→ **Exercise text**
BEGIN
Atul Kasbekar, Francesca Lavazza and others talk about the making of their iconic calendars for 2021
What can one say about 2020 that hasn’t been said already? In the words of Taylor Swift, it’s best to ‘shake it off’ and step into 2021 with renewed hope. As we start a fresh new journey around the sun, we take a look at some of the most iconic calendars, from the Kingfisher Calendar by Atul Kasbekar to The New Humanity calendar by Lavazza, and get them to tell us about their experience conceptualising and creating them year after year, and the message they hope to spread.
Inspired by the places where it was shot — the beaches and backwaters of Kerala — the Kingfisher calendar for 2021 is no different than any of its previous 18 editions. As always, it delivers on glamour, beauty and is testament to the extraordinary skills of celebrated photographer Atul Kasbekar. “I have visited Kerala many times but never in a professional capacity. Therefore, I was thrilled and the entire journey of shooting the calendar in ‘God’s own country’ was an absolute delight. The dancing shadows of the meandering water bodies, the lush emerald greenery, the wonderful hotels and the amiable people made this place the perfect choice for the 2021 calendar,” shares Atul. However, given the current situation, a lot of measures needed to be taken to ensure safety. “We worked in a relative bubble where no one was allowed to go outside of the hotel and meals were strictly monitored at closed-off buffet areas. The wearing of masks was mandatory at all times, as was social distancing,” he reveals.
The calendar is graced by five models — Gehna Mahiarya, Krithika Babu, Adline Castelino, Sumita Bhandari and Anukreethy Vas — all handpicked by Atul, who explains that while choosing the models, he was looking at their fitness and confidence more than anything else. “It is a myth that you need to be skinny. What you need to be is extremely fit and athletic. I particularly think that a body that has been trained through yoga and pilates lends itself to be in the best possible shape for a swimsuit image. And at the end of the day, it’s also about confidence,” he says.
END
→ **Your assignment**
Answer these from the text on the 2021 calendars:
(a) Where was the 2021 Kingfisher calendar shot?
(b) How many models appear in the 2021 Kingfisher calendar?
(c) Which two kinds of training does Atul say best prepare a body for a swimsuit image?
The records have nothing to do with the text on the 2021 calendars.

→ **Record set**
BEGIN
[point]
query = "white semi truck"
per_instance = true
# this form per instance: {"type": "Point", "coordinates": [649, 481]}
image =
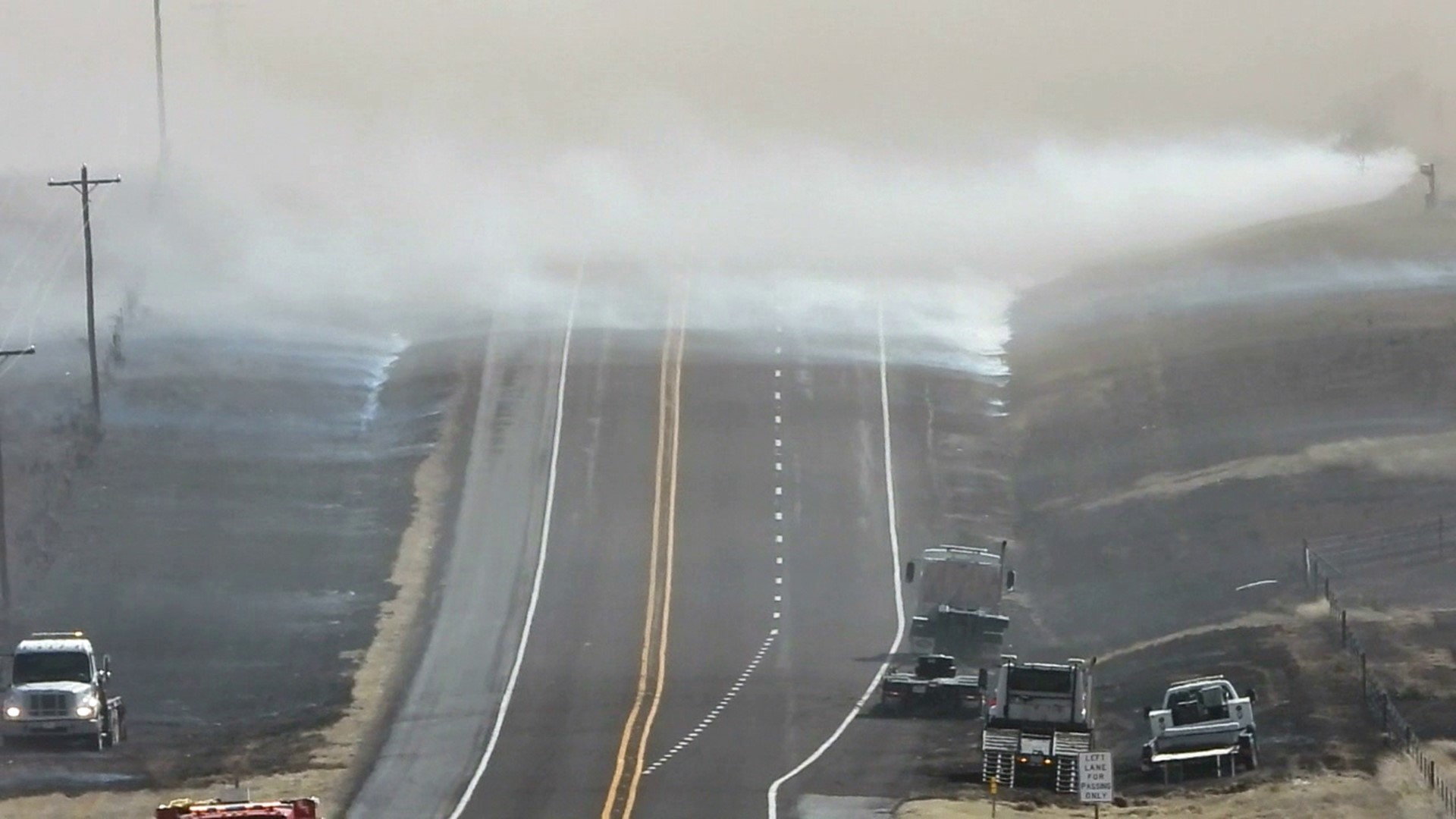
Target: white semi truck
{"type": "Point", "coordinates": [1201, 720]}
{"type": "Point", "coordinates": [58, 689]}
{"type": "Point", "coordinates": [957, 610]}
{"type": "Point", "coordinates": [1038, 717]}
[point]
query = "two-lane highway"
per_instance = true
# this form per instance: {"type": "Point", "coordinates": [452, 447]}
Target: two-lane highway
{"type": "Point", "coordinates": [718, 589]}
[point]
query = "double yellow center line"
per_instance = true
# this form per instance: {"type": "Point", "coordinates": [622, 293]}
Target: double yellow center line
{"type": "Point", "coordinates": [632, 749]}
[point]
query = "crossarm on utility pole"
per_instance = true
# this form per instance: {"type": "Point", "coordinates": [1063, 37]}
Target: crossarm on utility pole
{"type": "Point", "coordinates": [85, 186]}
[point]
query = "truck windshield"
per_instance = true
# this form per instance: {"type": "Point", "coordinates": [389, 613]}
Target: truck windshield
{"type": "Point", "coordinates": [1040, 681]}
{"type": "Point", "coordinates": [53, 667]}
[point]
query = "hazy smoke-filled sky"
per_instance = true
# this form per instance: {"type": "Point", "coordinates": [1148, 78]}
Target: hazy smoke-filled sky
{"type": "Point", "coordinates": [366, 136]}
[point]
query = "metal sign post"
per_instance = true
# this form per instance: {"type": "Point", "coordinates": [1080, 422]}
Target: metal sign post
{"type": "Point", "coordinates": [1095, 779]}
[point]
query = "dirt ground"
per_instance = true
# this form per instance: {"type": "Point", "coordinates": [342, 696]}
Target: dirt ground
{"type": "Point", "coordinates": [1181, 422]}
{"type": "Point", "coordinates": [309, 468]}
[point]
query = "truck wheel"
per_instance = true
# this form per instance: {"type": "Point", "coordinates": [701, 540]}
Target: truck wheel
{"type": "Point", "coordinates": [1250, 755]}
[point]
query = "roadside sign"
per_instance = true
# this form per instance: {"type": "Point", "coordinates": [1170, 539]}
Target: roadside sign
{"type": "Point", "coordinates": [1095, 777]}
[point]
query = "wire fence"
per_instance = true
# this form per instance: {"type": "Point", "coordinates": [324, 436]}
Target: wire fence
{"type": "Point", "coordinates": [1360, 550]}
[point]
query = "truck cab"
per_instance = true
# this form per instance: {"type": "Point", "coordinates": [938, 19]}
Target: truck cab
{"type": "Point", "coordinates": [296, 808]}
{"type": "Point", "coordinates": [58, 689]}
{"type": "Point", "coordinates": [1037, 720]}
{"type": "Point", "coordinates": [957, 602]}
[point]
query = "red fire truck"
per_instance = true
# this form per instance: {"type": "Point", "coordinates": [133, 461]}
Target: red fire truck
{"type": "Point", "coordinates": [300, 808]}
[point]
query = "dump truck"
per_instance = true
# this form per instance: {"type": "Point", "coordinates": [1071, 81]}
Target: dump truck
{"type": "Point", "coordinates": [60, 689]}
{"type": "Point", "coordinates": [1201, 720]}
{"type": "Point", "coordinates": [1038, 717]}
{"type": "Point", "coordinates": [934, 687]}
{"type": "Point", "coordinates": [959, 594]}
{"type": "Point", "coordinates": [296, 808]}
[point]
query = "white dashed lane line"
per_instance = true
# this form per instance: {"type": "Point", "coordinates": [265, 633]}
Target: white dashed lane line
{"type": "Point", "coordinates": [778, 599]}
{"type": "Point", "coordinates": [718, 708]}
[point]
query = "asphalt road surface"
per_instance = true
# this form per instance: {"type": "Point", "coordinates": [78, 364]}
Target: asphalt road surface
{"type": "Point", "coordinates": [667, 598]}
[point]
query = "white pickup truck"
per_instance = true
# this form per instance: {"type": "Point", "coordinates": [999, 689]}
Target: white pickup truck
{"type": "Point", "coordinates": [1201, 719]}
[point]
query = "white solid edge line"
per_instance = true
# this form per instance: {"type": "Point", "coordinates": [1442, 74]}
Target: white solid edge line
{"type": "Point", "coordinates": [894, 575]}
{"type": "Point", "coordinates": [541, 566]}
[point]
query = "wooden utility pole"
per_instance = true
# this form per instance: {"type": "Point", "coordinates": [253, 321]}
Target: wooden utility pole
{"type": "Point", "coordinates": [162, 98]}
{"type": "Point", "coordinates": [5, 547]}
{"type": "Point", "coordinates": [85, 184]}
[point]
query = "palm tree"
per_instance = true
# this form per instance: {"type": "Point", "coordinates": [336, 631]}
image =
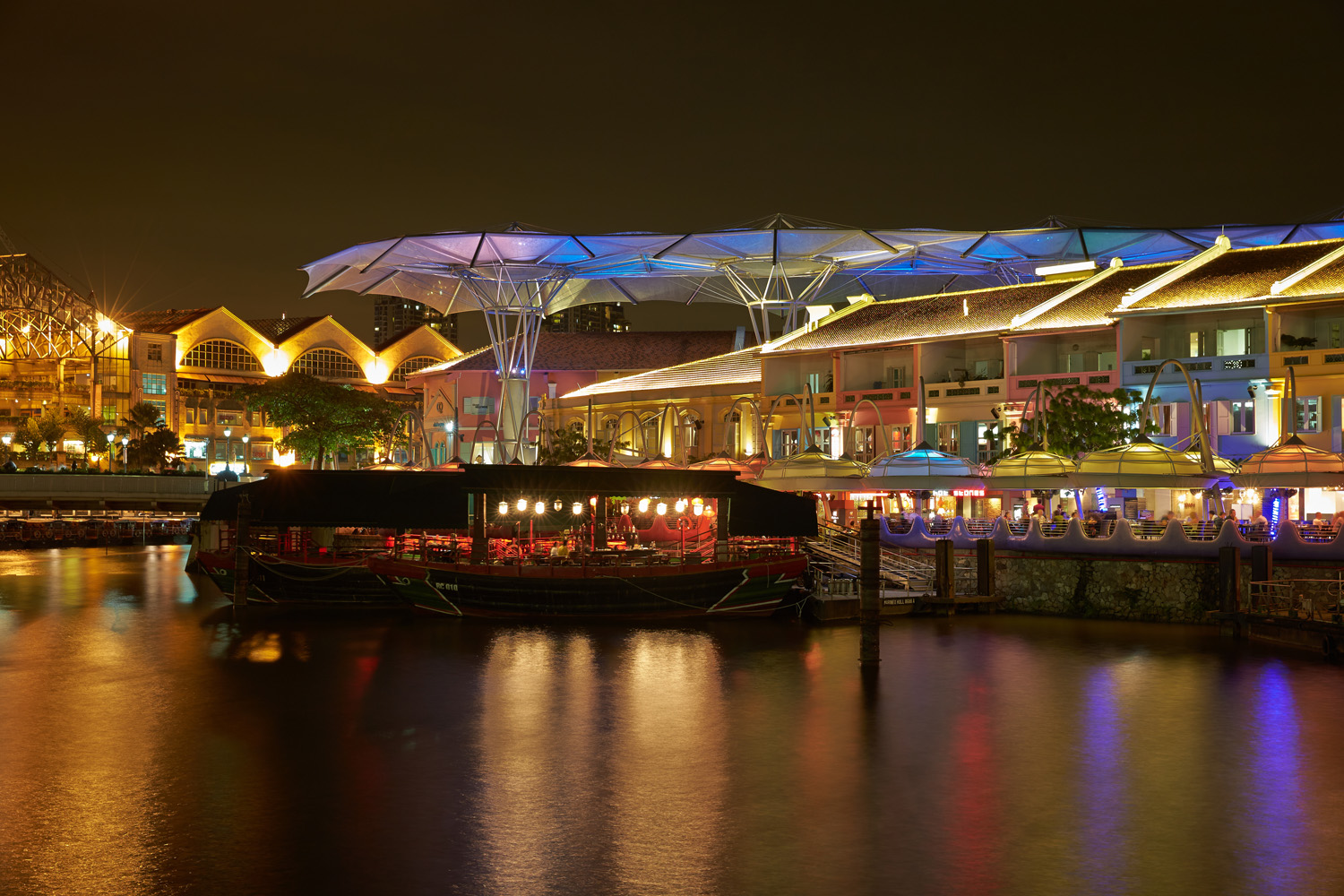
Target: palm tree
{"type": "Point", "coordinates": [142, 417]}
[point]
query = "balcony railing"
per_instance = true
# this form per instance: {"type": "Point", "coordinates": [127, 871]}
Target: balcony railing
{"type": "Point", "coordinates": [1308, 358]}
{"type": "Point", "coordinates": [994, 390]}
{"type": "Point", "coordinates": [1215, 367]}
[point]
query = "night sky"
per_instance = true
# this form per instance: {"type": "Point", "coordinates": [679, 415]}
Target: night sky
{"type": "Point", "coordinates": [182, 155]}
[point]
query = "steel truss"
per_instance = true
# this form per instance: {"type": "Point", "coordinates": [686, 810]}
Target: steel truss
END
→ **Answer for this exercise**
(a) The beaches and backwaters of Kerala
(b) Five
(c) Yoga and pilates